begin DATASET EXTRACT

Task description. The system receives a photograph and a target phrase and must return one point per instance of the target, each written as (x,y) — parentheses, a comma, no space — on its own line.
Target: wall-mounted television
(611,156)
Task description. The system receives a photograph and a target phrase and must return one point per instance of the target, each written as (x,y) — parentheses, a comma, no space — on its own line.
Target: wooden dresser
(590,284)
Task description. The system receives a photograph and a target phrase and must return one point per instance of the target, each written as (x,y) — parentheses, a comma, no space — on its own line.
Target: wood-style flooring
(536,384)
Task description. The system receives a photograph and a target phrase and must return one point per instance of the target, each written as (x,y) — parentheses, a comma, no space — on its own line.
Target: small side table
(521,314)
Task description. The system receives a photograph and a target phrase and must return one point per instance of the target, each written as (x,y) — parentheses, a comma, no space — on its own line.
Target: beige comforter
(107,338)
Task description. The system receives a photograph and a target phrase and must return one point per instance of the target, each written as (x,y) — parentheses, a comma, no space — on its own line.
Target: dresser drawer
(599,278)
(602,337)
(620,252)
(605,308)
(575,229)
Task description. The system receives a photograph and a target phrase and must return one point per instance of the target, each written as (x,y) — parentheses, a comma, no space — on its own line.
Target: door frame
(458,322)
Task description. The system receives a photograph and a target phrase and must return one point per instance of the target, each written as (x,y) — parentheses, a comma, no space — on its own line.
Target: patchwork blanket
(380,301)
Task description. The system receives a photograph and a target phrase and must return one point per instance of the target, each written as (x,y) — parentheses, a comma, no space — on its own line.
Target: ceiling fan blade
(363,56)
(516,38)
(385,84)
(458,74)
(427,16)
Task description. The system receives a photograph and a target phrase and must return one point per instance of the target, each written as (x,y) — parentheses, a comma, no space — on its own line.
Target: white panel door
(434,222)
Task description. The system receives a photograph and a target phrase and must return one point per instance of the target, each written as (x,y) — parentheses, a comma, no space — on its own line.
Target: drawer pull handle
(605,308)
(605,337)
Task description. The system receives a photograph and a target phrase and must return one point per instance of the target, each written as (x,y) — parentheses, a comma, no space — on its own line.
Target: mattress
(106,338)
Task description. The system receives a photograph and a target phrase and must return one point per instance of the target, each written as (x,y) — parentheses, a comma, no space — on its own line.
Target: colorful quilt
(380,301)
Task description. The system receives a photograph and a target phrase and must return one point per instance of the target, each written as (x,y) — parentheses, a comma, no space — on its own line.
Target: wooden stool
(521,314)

end DATASET EXTRACT

▶ _WHAT TO DO_: Reproduce the full listing word for word.

▶ _RESULT_:
Task description. The system receives a photograph and a target phrase and must return one point per instance of the target, each written as (x,y) — parentheses, a comma, no space — on its own line.
Target: wall-mounted television
(611,156)
Task description. The system receives a photograph and a target phrase and must return one point per instance of the target, each written as (x,y) — parentheses, a comma, no space — on its own line.
Target: wooden dresser
(590,284)
Task description. The system receives a photograph and a target phrase and must return one point per instance of the target, each written as (x,y) — parentheses, a comma, no space — on its own line.
Target: wood-style flooring
(536,384)
Task description. The system receives a photograph and a target phrase and must return one point per instance of the target, each written as (x,y) — parentheses, a comma, no space — on its own line.
Target: small side table
(521,314)
Task description. The system receives a photograph and a target phrase and must return one point per instance of the target, each written as (x,y) — parentheses, a comma, no space — on its own line.
Target: beige comforter
(107,338)
Task description. The system receives a photograph and a target phrase and must return one point per instance of the target, each written as (x,y) — parentheses, a comma, no space — on its own line.
Target: dresser drawer
(599,278)
(602,337)
(620,252)
(605,308)
(575,229)
Task description. The system receives a photograph and a target phrase and must return one point per instance of the target, each written as (x,y) — parentheses, a comma, no space — on its own line.
Target: door frame
(458,322)
Task description. The system receives a photograph and a target phrase and must return one point per instance of the target, each written as (x,y) — parentheses, a comma, no space — on its own line.
Target: patchwork blanket
(380,301)
Task description. The system receives a photograph and a target phrase and must return one point per instance of the target, each written as (x,y) — parentheses, a comma, no space — on its own line.
Target: ceiling fan blade
(363,56)
(516,38)
(385,84)
(458,74)
(427,16)
Task description. The system receives a photograph and a target phrase and must return one point per instance of the target, each written as (x,y) — parentheses, a comma, no space — on its own line.
Target: white panel door
(434,222)
Task description. The system receives a photograph and a target phrase and must return one point per instance of the target, each written as (x,y) — parentheses, a comma, no space — on its own line.
Target: drawer pull handle
(605,308)
(605,337)
Task description. The system receives a photograph and a target phrase and must return one point per instance of the target, each written as (x,y) — parentheses, a comma, no space — on its own line.
Target: mattress
(106,338)
Task description. The system receives a photograph and a target phrase and must return one point per instance of the target, each written as (x,y) — parentheses, a comma, no space — on its own line.
Target: colorful quilt
(380,301)
Task description. The system receives a photograph and a target phrase and must return one point per instance of the target, each written as (x,y) — parentheses, a comma, no space — on its own line.
Target: wooden stool
(521,314)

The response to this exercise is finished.